(Work request) Among the entries below, find the lines that hold the word "trousers" and report them.

** Opening Provided records block **

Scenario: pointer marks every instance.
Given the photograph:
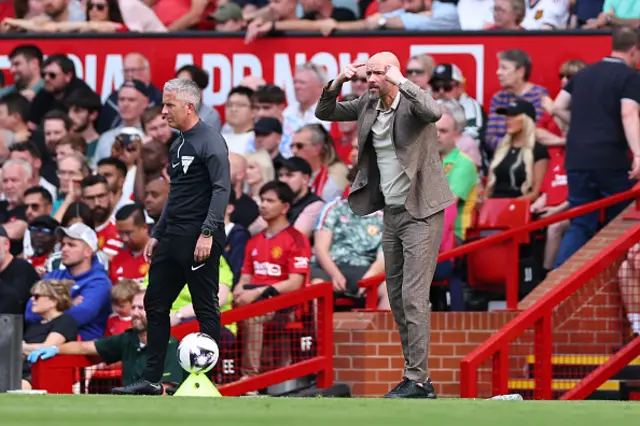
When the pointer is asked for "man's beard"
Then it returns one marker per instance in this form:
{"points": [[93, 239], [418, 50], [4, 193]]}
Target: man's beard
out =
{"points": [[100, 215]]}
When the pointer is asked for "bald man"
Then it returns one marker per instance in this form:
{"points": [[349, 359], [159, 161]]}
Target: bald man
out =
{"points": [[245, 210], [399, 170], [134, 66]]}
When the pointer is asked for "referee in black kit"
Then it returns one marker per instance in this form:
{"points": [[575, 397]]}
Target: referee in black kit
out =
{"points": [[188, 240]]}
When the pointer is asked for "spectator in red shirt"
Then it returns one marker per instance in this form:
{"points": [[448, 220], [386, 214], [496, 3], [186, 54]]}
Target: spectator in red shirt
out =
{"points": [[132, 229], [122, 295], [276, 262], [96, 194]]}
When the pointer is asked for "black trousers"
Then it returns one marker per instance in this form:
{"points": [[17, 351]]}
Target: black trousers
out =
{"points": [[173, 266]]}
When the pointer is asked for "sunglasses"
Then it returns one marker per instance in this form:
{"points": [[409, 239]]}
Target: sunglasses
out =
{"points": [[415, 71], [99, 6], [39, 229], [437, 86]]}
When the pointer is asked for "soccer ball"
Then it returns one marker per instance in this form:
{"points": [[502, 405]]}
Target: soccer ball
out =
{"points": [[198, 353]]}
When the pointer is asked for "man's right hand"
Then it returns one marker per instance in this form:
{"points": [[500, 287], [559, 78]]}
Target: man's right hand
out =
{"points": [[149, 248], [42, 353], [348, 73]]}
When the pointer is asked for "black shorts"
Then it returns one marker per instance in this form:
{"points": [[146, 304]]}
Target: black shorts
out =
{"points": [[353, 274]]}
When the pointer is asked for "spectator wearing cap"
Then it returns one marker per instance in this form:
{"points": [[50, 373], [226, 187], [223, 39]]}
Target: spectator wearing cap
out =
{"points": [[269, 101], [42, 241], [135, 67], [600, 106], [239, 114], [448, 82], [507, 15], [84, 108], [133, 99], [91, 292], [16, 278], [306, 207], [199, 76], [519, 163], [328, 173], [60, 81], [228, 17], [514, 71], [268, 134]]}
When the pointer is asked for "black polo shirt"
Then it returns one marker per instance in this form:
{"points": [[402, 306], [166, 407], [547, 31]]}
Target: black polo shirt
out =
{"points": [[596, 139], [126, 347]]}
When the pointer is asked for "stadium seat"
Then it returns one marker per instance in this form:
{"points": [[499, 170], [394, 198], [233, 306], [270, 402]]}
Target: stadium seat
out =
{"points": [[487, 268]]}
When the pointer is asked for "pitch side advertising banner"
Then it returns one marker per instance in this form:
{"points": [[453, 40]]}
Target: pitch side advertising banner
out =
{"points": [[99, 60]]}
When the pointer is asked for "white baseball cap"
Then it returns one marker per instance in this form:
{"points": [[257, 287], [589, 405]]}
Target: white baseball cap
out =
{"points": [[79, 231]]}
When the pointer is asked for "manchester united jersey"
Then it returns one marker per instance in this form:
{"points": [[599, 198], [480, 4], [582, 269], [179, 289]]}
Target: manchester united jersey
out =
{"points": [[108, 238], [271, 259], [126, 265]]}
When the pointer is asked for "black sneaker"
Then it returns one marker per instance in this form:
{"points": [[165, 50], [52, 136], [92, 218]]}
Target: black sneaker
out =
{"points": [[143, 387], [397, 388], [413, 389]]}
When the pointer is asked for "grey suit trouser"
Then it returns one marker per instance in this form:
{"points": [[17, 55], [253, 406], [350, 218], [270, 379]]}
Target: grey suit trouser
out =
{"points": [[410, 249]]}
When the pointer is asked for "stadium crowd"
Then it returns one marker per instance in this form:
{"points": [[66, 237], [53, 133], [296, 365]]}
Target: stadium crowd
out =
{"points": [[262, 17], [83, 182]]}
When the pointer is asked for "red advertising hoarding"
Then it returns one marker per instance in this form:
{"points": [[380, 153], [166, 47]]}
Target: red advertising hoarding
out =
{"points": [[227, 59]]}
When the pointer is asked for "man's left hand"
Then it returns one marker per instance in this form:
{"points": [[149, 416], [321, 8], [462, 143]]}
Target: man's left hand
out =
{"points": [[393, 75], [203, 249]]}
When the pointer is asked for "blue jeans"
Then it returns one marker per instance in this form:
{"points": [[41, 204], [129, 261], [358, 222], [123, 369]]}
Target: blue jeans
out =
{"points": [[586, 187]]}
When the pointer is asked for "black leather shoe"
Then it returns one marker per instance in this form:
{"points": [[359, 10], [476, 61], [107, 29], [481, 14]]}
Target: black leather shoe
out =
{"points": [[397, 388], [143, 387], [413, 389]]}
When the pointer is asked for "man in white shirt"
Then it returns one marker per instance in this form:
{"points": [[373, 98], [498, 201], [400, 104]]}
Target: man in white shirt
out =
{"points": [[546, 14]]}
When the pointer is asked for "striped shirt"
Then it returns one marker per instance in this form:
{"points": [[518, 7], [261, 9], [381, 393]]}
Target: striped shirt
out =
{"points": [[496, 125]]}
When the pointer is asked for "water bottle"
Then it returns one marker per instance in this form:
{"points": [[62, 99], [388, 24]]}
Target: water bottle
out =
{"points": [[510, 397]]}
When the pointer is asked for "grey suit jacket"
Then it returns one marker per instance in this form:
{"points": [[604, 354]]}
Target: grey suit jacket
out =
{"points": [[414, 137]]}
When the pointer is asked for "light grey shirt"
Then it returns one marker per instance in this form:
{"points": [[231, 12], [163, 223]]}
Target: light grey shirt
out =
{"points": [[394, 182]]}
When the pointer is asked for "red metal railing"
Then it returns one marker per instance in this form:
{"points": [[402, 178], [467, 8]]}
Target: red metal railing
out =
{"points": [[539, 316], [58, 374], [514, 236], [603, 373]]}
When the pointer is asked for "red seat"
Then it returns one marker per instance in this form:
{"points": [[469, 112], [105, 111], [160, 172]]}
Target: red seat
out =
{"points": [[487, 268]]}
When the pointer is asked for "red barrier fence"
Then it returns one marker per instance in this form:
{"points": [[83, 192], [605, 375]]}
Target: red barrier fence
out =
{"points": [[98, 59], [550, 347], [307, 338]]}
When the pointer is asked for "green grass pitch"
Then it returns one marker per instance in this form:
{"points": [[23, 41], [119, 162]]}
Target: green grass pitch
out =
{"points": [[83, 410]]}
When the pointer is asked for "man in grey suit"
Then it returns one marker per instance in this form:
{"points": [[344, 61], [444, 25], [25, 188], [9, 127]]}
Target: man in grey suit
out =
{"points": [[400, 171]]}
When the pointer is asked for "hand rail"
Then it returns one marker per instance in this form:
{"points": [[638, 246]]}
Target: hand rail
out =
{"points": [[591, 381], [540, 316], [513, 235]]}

** Closing Provided records block **
** Opening Provided records block **

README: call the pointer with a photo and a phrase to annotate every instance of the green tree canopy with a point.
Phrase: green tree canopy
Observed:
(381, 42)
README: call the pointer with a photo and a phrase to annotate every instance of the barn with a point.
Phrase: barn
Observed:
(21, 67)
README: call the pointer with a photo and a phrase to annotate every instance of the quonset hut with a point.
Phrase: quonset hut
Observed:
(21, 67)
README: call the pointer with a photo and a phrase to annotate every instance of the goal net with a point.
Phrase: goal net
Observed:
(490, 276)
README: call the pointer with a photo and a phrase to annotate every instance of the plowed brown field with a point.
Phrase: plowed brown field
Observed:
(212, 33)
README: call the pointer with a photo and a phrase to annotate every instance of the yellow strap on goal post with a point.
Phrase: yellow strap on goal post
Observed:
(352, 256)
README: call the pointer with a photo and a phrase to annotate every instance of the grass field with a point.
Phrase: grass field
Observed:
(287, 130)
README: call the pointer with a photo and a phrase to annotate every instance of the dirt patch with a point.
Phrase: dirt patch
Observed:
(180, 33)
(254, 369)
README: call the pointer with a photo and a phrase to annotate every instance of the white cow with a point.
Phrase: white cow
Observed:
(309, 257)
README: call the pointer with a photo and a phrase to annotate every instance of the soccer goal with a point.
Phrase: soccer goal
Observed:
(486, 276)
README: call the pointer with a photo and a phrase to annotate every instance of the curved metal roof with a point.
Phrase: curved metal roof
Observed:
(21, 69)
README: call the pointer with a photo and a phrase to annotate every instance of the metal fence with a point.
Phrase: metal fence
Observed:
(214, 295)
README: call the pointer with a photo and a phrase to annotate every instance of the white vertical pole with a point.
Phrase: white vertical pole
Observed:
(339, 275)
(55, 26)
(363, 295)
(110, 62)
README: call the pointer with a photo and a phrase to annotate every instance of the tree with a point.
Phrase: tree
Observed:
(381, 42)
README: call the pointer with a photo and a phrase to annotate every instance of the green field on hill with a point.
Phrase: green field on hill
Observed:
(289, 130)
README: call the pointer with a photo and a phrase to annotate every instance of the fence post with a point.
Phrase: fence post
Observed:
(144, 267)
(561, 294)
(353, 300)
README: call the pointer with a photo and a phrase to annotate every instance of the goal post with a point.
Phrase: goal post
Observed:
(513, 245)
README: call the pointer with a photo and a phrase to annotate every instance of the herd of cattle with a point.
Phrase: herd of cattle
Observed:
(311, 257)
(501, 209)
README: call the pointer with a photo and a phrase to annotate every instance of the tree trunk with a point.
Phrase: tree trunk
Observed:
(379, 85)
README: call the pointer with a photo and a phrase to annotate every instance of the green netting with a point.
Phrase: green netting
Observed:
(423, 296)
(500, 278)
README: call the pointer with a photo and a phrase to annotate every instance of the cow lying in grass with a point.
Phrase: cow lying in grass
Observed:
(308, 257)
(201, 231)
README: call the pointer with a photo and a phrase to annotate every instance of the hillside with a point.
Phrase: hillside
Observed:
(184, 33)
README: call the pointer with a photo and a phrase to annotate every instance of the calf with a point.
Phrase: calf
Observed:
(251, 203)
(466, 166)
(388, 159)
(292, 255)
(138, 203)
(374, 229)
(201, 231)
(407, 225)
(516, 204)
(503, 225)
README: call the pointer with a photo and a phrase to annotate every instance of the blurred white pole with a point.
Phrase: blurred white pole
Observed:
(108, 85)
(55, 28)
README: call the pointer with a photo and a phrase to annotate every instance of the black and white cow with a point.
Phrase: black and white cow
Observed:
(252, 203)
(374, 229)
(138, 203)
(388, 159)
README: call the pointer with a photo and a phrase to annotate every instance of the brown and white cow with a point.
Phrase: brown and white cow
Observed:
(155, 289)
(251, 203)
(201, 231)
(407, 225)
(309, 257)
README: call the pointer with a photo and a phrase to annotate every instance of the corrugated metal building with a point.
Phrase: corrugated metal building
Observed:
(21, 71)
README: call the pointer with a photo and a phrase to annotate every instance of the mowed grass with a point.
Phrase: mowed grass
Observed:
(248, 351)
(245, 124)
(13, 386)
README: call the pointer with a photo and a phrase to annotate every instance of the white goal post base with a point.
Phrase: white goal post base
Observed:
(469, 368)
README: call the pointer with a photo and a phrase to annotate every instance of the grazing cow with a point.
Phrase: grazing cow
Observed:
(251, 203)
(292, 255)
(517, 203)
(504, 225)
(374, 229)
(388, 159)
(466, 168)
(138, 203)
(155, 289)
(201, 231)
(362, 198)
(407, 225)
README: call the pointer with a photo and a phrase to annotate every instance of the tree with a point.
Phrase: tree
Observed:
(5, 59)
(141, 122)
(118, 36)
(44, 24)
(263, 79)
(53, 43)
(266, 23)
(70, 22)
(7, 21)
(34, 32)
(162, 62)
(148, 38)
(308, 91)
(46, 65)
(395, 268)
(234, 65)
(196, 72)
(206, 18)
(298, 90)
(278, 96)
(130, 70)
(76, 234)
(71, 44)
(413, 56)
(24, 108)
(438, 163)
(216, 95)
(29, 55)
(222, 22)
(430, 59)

** Closing Provided records block **
** Opening Provided records block **

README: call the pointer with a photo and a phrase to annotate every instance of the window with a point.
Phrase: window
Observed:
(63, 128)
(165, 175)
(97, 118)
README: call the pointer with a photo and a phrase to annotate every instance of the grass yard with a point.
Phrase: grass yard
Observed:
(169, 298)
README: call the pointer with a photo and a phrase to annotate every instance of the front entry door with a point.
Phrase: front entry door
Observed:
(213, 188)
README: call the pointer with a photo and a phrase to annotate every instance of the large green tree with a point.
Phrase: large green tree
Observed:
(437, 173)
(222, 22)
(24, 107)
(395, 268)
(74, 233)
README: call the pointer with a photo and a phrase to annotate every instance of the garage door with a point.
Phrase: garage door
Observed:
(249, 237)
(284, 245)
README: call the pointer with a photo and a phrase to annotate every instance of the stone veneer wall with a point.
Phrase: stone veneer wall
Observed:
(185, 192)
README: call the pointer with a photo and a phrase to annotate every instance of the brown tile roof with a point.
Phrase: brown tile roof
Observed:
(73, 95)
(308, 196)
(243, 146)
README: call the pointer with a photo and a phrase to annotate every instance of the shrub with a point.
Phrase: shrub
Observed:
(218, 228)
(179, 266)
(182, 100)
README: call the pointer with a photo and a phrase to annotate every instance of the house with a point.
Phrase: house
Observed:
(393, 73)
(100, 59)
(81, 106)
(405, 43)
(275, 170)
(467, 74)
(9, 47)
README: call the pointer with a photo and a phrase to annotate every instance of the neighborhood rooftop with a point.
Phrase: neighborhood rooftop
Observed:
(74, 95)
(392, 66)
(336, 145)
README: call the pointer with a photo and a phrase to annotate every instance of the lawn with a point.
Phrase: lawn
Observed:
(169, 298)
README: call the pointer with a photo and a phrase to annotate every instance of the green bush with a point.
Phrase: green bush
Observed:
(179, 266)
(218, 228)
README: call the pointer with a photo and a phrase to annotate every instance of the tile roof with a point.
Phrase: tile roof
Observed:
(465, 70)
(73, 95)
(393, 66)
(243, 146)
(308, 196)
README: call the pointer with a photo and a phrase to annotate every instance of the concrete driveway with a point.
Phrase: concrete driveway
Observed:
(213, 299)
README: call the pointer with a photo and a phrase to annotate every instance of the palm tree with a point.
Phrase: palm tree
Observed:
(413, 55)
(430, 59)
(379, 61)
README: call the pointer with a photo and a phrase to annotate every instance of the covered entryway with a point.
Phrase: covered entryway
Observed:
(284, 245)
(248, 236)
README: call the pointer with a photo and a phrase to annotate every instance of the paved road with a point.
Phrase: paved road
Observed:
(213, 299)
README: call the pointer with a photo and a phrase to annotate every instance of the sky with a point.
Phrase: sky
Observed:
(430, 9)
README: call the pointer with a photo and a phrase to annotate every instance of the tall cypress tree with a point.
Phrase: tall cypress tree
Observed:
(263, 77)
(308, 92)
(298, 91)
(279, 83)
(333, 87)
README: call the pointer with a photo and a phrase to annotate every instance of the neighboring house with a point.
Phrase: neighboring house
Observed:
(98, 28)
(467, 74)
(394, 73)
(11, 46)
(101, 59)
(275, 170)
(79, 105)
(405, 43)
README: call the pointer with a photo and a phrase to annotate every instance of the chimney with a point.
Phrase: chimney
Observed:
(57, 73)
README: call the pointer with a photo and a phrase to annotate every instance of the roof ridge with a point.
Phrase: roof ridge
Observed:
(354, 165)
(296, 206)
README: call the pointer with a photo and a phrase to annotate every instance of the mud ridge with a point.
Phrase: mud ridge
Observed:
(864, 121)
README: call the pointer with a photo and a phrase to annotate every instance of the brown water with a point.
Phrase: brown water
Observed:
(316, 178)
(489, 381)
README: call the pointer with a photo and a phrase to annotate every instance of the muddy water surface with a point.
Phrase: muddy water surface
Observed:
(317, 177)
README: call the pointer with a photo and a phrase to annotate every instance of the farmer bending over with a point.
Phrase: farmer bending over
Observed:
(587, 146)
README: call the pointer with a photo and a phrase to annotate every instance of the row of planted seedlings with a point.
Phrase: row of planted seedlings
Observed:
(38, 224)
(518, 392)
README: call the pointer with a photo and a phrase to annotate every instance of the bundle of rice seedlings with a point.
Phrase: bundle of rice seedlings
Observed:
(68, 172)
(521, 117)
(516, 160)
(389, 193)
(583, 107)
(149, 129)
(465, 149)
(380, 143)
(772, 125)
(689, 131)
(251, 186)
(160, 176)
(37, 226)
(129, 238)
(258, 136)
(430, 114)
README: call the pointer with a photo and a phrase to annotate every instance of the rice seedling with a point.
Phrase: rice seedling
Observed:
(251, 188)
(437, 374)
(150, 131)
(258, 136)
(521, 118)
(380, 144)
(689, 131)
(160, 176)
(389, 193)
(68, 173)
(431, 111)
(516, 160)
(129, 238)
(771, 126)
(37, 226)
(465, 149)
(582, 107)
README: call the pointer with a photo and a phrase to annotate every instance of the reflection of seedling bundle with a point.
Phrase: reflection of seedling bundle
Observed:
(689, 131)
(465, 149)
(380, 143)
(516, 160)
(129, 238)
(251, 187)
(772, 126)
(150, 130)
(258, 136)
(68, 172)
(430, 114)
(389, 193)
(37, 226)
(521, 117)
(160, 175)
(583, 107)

** Closing Provided records block **

(Result of this task)
When the pointer is asked for "black trousers"
Target: black trousers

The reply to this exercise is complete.